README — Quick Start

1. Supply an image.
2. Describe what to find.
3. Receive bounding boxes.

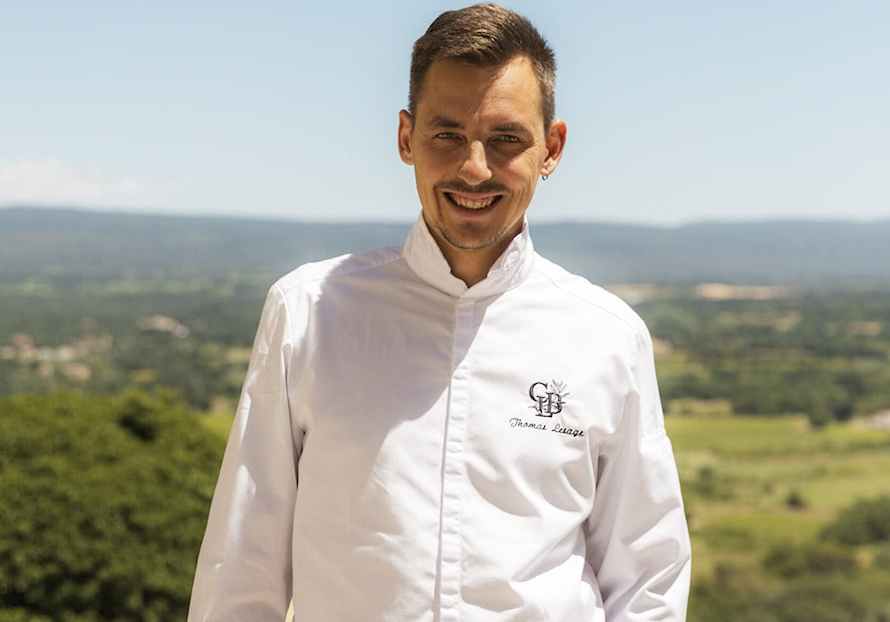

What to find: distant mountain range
[0,207,890,287]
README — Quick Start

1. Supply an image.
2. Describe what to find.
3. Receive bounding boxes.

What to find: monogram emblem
[528,380,568,417]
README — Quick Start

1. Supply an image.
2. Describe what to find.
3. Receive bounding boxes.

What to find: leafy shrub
[0,393,222,622]
[821,495,890,546]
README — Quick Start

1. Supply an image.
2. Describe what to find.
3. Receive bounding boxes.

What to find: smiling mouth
[445,192,501,210]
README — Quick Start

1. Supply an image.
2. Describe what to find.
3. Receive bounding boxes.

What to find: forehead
[416,56,542,128]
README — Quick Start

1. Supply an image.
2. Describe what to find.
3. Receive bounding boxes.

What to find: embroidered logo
[528,380,569,417]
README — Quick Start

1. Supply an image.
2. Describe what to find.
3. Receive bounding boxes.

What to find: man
[189,5,690,622]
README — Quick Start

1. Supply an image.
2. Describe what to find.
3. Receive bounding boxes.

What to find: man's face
[399,56,565,268]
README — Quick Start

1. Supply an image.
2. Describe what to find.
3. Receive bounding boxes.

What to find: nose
[460,140,491,186]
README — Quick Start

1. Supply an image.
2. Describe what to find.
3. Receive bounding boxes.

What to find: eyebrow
[426,115,531,135]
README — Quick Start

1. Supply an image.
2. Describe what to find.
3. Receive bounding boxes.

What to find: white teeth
[451,194,497,209]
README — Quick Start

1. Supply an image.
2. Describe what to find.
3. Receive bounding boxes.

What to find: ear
[399,110,414,165]
[541,119,566,176]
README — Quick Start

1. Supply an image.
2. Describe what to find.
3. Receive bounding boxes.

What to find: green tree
[0,393,222,622]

> **What to produce**:
Please transcribe all of the items above word for word, without the pictures.

> **Exercise result**:
README — Quick Start

1. Supply an image.
2. Describe what to find.
3. Receive bounding boxes.


What to find: distant mountain range
[0,207,890,287]
README — Quick Start

1. Supply an image.
2. Describe what to find.
3. Receive bounding boxes.

What to find: monogram emblem
[528,380,568,417]
README — Quick Start

1. Supply an image.
2. Describe what to find.
3. Receive bounding boxes.

What to find: leafy shrub
[0,393,222,622]
[821,495,890,546]
README — Quick Start

1. Supply an image.
2. Describe what to find.
3. Receive bounding boxes.

What to find: smiling mouth
[445,192,501,210]
README — Quick Start

1. Supply an image.
2. Describe what to find.
3. Receive bounding boxes.

What to find: forehead
[416,56,542,128]
README — Quick Start

1. Supply an image.
2. Describe what to find.
3. Receive bounding boxes.

What to find: embroidered logo
[528,380,569,417]
README — Quick Start

1. Supply an image.
2. Describe what to find.
3. Receive bounding boxes.

What to find: man
[189,5,690,622]
README — Quick Start

1. Supply an image.
2. Describe what to find.
3. Receive bounding boxes.

What to find: man's face
[399,56,565,268]
README — Quick Start

1. Supply an image.
2. Describe what to find.
3. Receive bounding boxes.

What to find: nose
[460,140,491,186]
README — Quick Start

1. Supply an image.
2. Describe what to find.
3. Receive bounding boxes.

What to find: eyebrow
[426,115,531,135]
README — Quick Start

1. Supply an image.
2. Describe what to find.
3. Receive bounding boxes.

What to find: white teeth
[451,194,497,209]
README — Quick Start

1. Supply an image.
2. Describe what to find.
3. Receive bounding boxes.

What to find: ear
[399,110,414,165]
[541,119,566,176]
README — Quick Start

1. Supply an image.
2. Describe what to find.
3. Receive bounding boxes.

What to find: green tree
[0,393,222,622]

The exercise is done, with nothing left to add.